*Text shown*.
------------------------------------------------

Pivalic acid is a carboxylic acid with a molecular formula of (CH₃)₃CCO₂H. This colourless, odiferous organic compound is solid at room temperature. A common abbreviation for the pivalyl or pivaloyl group (t-BuC(O)) is Piv and for pivalic acid (t-BuC(O)OH) is PivOH.

Preparation

Industrial route

Pivalic acid is prepared by hydrocarboxylation of isobutene via the Koch reaction:

(CH₃)₂C=CH₂ + CO + H₂O → (CH₃)₃CCO₂H

Such reactions require an acid catalyst such as hydrogen fluoride. tert-Butyl alcohol and isobutyl alcohol can also be used in place of isobutene. Globally, several million kilograms are produced annually.^[1] Pivalic acid is also economically recovered as a by-product from the production of semi-synthetic penicillins like ampicillin and amoxycillin.

------------------------------------------------

*Provided information*.
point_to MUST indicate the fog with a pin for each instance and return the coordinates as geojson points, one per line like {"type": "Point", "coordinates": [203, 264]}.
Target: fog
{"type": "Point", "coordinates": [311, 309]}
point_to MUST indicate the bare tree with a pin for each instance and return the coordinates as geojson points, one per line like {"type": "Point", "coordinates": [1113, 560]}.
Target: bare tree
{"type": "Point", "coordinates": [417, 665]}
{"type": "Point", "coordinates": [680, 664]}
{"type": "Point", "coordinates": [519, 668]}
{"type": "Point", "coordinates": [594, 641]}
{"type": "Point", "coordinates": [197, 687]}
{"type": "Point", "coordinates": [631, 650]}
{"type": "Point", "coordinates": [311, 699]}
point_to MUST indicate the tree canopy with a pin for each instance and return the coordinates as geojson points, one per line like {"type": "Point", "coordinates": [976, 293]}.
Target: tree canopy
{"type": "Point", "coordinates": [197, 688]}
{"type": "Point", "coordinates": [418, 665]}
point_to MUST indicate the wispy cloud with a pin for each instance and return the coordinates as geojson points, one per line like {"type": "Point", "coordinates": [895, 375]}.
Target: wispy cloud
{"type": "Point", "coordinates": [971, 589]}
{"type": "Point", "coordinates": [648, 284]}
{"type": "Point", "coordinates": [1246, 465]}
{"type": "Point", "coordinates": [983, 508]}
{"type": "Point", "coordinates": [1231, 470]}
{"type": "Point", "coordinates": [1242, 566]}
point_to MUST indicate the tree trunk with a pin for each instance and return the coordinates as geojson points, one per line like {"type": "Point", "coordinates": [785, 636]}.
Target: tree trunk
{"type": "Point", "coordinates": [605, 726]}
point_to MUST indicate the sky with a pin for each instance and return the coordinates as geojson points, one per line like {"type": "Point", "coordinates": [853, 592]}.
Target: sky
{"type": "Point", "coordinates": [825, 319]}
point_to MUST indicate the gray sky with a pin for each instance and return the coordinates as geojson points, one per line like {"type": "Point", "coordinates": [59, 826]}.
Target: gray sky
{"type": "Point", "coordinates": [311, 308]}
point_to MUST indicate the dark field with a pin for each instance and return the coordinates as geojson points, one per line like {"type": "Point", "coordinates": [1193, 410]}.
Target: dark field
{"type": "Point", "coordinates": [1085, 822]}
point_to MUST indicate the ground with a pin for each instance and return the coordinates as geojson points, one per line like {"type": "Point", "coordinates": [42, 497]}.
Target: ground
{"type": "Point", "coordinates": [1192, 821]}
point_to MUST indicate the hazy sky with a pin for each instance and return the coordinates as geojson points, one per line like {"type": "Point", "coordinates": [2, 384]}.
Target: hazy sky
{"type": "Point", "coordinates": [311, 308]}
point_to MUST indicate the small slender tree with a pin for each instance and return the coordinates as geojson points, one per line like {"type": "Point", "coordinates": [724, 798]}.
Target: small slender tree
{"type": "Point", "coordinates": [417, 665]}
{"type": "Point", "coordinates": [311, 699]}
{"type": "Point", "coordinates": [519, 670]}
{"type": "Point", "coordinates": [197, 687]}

------------------------------------------------

*Given instruction A*.
According to the pivalic acid text, what acid catalyst can the Koch reaction use?
*Given instruction B*.
Please collect every line of the listing that contains the word "MUST". Case counts.

*Written solution A*.
Hydrogen fluoride.

*Written solution B*.
point_to MUST indicate the fog with a pin for each instance and return the coordinates as geojson points, one per line like {"type": "Point", "coordinates": [203, 264]}.
point_to MUST indicate the bare tree with a pin for each instance and return the coordinates as geojson points, one per line like {"type": "Point", "coordinates": [1113, 560]}.
point_to MUST indicate the tree canopy with a pin for each instance and return the coordinates as geojson points, one per line like {"type": "Point", "coordinates": [976, 293]}.
point_to MUST indicate the wispy cloud with a pin for each instance and return the coordinates as geojson points, one per line like {"type": "Point", "coordinates": [895, 375]}.
point_to MUST indicate the tree trunk with a pin for each instance and return the coordinates as geojson points, one per line like {"type": "Point", "coordinates": [785, 636]}.
point_to MUST indicate the sky with a pin for each instance and return the coordinates as geojson points, one per line like {"type": "Point", "coordinates": [853, 592]}.
point_to MUST indicate the gray sky with a pin for each instance and return the coordinates as geojson points, one per line like {"type": "Point", "coordinates": [59, 826]}.
point_to MUST indicate the dark field with a pin for each instance and return the coordinates as geojson points, one per line like {"type": "Point", "coordinates": [1193, 410]}.
point_to MUST indicate the ground with a pin for each instance and return the coordinates as geojson points, one per line like {"type": "Point", "coordinates": [42, 497]}.
point_to MUST indicate the hazy sky with a pin for each instance and return the coordinates as geojson points, one per line like {"type": "Point", "coordinates": [2, 384]}.
point_to MUST indicate the small slender tree with a pin for each instance and return the coordinates as geojson points, one per line like {"type": "Point", "coordinates": [724, 798]}.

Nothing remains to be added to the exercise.